# Goal of the exercise:
Extract the records in full, leaving every picture out.

◇ ◇ ◇

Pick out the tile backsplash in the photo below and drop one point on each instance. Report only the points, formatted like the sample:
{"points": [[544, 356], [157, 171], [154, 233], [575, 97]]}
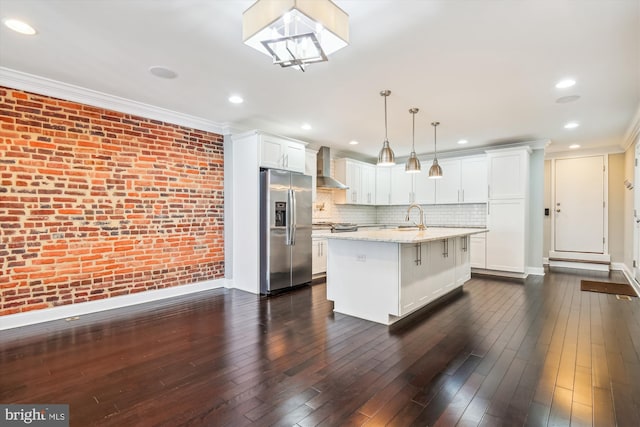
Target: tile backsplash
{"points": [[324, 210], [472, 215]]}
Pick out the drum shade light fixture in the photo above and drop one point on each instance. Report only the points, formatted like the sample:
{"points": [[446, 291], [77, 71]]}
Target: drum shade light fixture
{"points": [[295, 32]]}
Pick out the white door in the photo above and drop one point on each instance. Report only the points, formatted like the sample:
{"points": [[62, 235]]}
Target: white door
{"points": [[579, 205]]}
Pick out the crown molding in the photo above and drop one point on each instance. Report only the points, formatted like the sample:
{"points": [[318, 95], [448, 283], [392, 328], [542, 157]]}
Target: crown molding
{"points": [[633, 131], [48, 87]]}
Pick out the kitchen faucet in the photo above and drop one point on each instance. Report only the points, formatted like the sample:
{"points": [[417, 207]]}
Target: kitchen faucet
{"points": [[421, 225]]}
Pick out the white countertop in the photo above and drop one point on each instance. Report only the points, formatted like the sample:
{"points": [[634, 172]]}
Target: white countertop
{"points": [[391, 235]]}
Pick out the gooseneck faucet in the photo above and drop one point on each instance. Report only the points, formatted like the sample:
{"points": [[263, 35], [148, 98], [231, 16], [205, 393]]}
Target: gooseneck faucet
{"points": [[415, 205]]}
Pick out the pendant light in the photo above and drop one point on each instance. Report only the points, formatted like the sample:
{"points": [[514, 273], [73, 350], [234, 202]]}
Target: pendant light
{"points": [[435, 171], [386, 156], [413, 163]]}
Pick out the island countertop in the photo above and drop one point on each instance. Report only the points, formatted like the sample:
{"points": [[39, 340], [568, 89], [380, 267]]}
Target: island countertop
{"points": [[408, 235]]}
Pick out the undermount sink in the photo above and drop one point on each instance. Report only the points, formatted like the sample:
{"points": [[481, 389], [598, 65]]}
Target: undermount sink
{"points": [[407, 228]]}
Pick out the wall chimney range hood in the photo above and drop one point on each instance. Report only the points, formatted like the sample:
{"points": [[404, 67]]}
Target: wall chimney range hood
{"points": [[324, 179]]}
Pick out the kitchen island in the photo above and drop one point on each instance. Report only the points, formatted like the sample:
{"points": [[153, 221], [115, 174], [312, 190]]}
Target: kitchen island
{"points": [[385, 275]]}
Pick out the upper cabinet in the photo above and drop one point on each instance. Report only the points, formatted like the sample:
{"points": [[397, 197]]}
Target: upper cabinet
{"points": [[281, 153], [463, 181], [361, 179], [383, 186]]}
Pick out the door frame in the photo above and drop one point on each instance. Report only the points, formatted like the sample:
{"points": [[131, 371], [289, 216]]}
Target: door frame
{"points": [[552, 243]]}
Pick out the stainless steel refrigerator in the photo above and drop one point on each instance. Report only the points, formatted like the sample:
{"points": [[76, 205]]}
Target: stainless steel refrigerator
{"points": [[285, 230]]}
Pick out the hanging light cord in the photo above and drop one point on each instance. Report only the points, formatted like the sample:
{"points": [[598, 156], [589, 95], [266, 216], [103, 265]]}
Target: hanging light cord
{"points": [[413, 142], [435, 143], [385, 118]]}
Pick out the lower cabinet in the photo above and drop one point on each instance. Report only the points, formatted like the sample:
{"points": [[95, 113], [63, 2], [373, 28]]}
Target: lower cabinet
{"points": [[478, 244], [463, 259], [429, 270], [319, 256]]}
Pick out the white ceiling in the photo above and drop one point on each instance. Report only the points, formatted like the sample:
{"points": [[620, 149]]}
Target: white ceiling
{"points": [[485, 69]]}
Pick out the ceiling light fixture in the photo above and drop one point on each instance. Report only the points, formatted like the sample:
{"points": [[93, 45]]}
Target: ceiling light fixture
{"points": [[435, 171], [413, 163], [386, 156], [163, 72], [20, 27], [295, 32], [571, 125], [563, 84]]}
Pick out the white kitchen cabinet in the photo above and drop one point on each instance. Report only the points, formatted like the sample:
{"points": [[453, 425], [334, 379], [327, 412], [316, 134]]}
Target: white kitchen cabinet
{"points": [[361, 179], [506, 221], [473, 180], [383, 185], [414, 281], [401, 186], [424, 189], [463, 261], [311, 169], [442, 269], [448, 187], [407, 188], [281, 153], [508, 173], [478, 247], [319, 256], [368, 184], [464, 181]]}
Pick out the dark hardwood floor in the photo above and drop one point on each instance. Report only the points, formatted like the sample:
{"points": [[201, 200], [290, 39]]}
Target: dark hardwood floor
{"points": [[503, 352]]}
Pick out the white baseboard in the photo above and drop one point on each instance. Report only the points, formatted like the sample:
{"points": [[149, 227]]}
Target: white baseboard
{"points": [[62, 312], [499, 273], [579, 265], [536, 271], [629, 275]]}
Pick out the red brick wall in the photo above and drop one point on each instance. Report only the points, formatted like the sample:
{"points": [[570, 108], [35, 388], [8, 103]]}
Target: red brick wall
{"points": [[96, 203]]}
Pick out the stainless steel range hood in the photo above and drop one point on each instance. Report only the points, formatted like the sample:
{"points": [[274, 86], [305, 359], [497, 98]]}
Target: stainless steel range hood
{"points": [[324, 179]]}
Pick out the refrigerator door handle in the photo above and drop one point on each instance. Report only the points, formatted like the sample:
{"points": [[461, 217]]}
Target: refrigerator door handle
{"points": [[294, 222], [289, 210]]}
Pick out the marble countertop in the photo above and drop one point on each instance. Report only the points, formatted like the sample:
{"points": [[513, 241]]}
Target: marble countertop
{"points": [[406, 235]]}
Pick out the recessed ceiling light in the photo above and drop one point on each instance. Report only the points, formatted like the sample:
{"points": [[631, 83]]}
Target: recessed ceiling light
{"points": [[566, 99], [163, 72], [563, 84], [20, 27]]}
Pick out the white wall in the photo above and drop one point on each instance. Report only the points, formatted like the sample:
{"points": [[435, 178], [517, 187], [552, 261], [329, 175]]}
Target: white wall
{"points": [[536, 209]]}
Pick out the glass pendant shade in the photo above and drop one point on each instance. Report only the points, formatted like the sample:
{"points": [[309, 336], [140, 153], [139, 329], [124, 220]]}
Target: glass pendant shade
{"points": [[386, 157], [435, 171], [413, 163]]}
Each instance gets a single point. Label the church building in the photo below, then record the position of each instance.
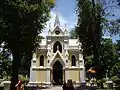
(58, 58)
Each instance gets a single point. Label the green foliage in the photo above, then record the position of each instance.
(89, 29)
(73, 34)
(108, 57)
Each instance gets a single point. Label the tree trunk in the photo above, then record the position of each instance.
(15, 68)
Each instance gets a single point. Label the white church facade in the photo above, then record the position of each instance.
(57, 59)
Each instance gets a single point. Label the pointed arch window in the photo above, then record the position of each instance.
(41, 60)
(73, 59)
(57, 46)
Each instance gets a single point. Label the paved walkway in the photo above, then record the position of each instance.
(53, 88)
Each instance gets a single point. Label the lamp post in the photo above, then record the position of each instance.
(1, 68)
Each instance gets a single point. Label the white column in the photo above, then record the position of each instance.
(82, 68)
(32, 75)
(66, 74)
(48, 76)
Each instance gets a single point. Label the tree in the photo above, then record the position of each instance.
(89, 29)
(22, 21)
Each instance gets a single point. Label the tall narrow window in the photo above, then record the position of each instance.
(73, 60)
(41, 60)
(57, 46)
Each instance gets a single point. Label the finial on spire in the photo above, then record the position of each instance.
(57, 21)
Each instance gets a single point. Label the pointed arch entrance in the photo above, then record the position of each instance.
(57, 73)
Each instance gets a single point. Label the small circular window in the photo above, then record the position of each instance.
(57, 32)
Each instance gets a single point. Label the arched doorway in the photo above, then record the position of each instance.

◇ ◇ ◇

# Worked solution:
Pick out the tile backsplash in the photo below and drop one point on each instance. Report only the points, formatted like the sample:
{"points": [[544, 356], [157, 171], [154, 233], [575, 97]]}
Target: tile backsplash
{"points": [[324, 210], [472, 215]]}
Pick out the drum shade light fixture in the photo above and drop one point on each instance. Report only the points, formatted like the sample:
{"points": [[446, 291], [77, 71]]}
Target: drum shade light fixture
{"points": [[295, 32]]}
Pick out the white door in the photo above and drop one point on each instance. Report only the points, formatted like the sample:
{"points": [[62, 235]]}
Target: white door
{"points": [[579, 205]]}
Pick out the crown molding in the photo above and drop one point on each instance. Report only the points, formatted like the sample:
{"points": [[318, 95], [448, 283], [392, 328], [542, 157]]}
Target: crown molding
{"points": [[633, 131], [48, 87]]}
Pick out the kitchen faucet in the photo above and drop one point on each instance. Report only the points, formatted like the sample:
{"points": [[417, 207]]}
Target: kitchen faucet
{"points": [[421, 225]]}
Pick out the white countertop in the photo above and drop one point on each instance. Report only the points, formatted like the sample:
{"points": [[634, 172]]}
Target: white countertop
{"points": [[391, 235]]}
Pick out the gooseneck faucet in the photo above and drop one point on each instance. Report only the points, formatted like the sample:
{"points": [[263, 35], [148, 98], [231, 16], [205, 393]]}
Target: gooseneck faucet
{"points": [[415, 205]]}
Pick out the pendant light in the photo above and drop one point on each instance. Report only the points, formatted like the sample:
{"points": [[514, 273], [73, 350], [234, 202]]}
Target: pendant light
{"points": [[435, 171], [386, 156], [413, 163]]}
Pick out the island countertop in the photo above and drop one point on each instance. Report only the points, formatted like the sample:
{"points": [[39, 340], [568, 89], [380, 267]]}
Target: island countertop
{"points": [[408, 235]]}
Pick out the undermount sink in the photo above and drop one point on each instance. Report only the points, formatted like the sample:
{"points": [[481, 389], [598, 65]]}
Target: undermount sink
{"points": [[407, 228]]}
Pick out the wall chimney range hood in the photo above and drop one point on each instance. Report only the points, formatted like the sample:
{"points": [[404, 67]]}
Target: wall chimney range hood
{"points": [[324, 179]]}
Pick out the kitchen island in the photo above and drop one point on each instance. Report only the points, formatted like the sample:
{"points": [[153, 221], [115, 174], [312, 190]]}
Target: kitchen island
{"points": [[385, 275]]}
Pick out the upper cabinet in the photo above and drop one point on each instance. Report only the points, formatted like the sample:
{"points": [[397, 197]]}
Target: upper cabinet
{"points": [[281, 153], [463, 181], [361, 179], [383, 186]]}
Pick out the door frame in the photo above and drop one point on each instance. Report only the points, formatted like the sample:
{"points": [[131, 371], [289, 216]]}
Target: door frame
{"points": [[552, 243]]}
Pick out the stainless steel refrigerator in the photo above and drop one point on each instance. Report only the points, formatted like the sample:
{"points": [[76, 205]]}
Target: stainless steel refrigerator
{"points": [[285, 230]]}
Pick out the hanging light cord in the photo above and drop one point on each instance. Report only the points, formatted like the sample:
{"points": [[598, 156], [589, 95], [266, 216], [103, 265]]}
Target: hanging light cord
{"points": [[413, 142], [435, 143], [385, 118]]}
Pick out the lower cabinet in the photo above and drop one point on each instance. Report only the points, formatted like the sample:
{"points": [[95, 113], [63, 2], [373, 28]]}
Target: lower cabinet
{"points": [[478, 244], [463, 259], [429, 270], [319, 256]]}
Pick out the white ceiling in the photo above and drop one point on each instance. Report only the points, formatted like the sample:
{"points": [[620, 149]]}
Target: white ceiling
{"points": [[485, 69]]}
Pick out the ceiling light fixture in the photo above and drop one point on each instance. Report only the points, formatted like the sample:
{"points": [[93, 45]]}
Target: ceiling light fixture
{"points": [[435, 171], [413, 163], [386, 156], [163, 72], [20, 27], [295, 32], [571, 125], [563, 84]]}
Pick out the white kitchen cabinet in the photo above and drop one point on each instance. Report only the points, formatted like the sample:
{"points": [[453, 425], [334, 379], [327, 412], [316, 134]]}
Target: white kitchen cabinet
{"points": [[361, 179], [506, 221], [473, 180], [383, 185], [414, 281], [401, 186], [424, 189], [463, 261], [311, 169], [442, 269], [448, 187], [407, 188], [281, 153], [508, 173], [478, 247], [319, 256], [368, 184], [464, 181]]}
Pick out the dark hardwood floor in the photo above and drop one point on each instance. Report only the points, formatted like the sample:
{"points": [[201, 200], [290, 39]]}
Target: dark hardwood floor
{"points": [[503, 352]]}
Pick out the white baseboard in the photo above and drop one point on each instance. Report only the points, formatted like the sample:
{"points": [[149, 227]]}
Target: white baseboard
{"points": [[62, 312], [499, 273], [579, 265], [536, 271], [629, 275]]}
Pick out the red brick wall in the photo above and drop one point on each instance. Report only the points, formatted like the sample:
{"points": [[570, 108], [35, 388], [8, 103]]}
Target: red brick wall
{"points": [[96, 203]]}
Pick out the stainless steel range hood in the photo above and drop one point on each instance. Report only the points, formatted like the sample:
{"points": [[274, 86], [305, 359], [497, 98]]}
Target: stainless steel range hood
{"points": [[324, 179]]}
Pick out the refrigerator door handle in the photo above and drop one point on each instance. Report only the points, formatted like the sample:
{"points": [[461, 217]]}
Target: refrigerator door handle
{"points": [[294, 222], [289, 210]]}
Pick out the marble countertop in the photo above and drop one point on each instance. Report only the points, formatted like the sample:
{"points": [[513, 241]]}
Target: marble countertop
{"points": [[406, 235]]}
Pick out the recessed ceiling light in the photo above and drop one point on each instance. Report only the points, formatted like the sample:
{"points": [[631, 83]]}
Target: recessed ceiling light
{"points": [[566, 99], [163, 72], [563, 84], [20, 27]]}
Pick out the white wall in the photo above and drop one point on each instance. Report only the points, formatted like the sample:
{"points": [[435, 178], [517, 187], [552, 261], [329, 175]]}
Target: white wall
{"points": [[536, 209]]}
Pick out the glass pendant shade in the photo above and drop one point on each instance. Report only the points, formatted like the sample:
{"points": [[309, 336], [140, 153], [139, 329], [124, 220]]}
Target: glass pendant shade
{"points": [[386, 157], [435, 171], [413, 163]]}
Each instance gets a single point. Label the church building in the photo below, then record the position of each instance.
(58, 58)
Each instance gets a single point. Label the green foliage in the photo above, then record the position of each instance.
(89, 29)
(73, 34)
(108, 57)
Each instance gets a single point. Label the tree trunk in the photo above, then record the position of each instance.
(15, 68)
Each instance gets a single point. Label the white church facade in the photo above, then record the position of each instance.
(57, 59)
Each instance gets a single point. Label the pointed arch window in the photo above, then record the position of each instance.
(41, 60)
(73, 59)
(57, 46)
Each instance gets a single point. Label the paved walkway in the photo above, then record the position of each instance.
(53, 88)
Each instance gets a single point. Label the lamp post in the photo above, then record the position of each instance.
(1, 68)
Each instance gets a single point. Label the white column in the photo above, then record the position of each instance.
(82, 68)
(32, 75)
(66, 74)
(48, 76)
Each instance gets a single point. Label the tree in the photo above, then record the position of each instance.
(89, 29)
(22, 21)
Each instance gets a single point. Label the tall narrow window in the photo above, then record the position of each instance.
(73, 60)
(41, 60)
(57, 46)
Each instance gets a single point. Label the finial on spire in the photo above, then record the position of each instance.
(57, 21)
Each instance gets a single point. Label the pointed arch entrance in the photo above, then record the position of each instance.
(57, 73)
Each instance gets a single point. Label the small circular window in the photo above, then record the position of each instance.
(57, 32)
Each instance gets a single point. Label the arched doorway in the photo above, then record the position of each instance.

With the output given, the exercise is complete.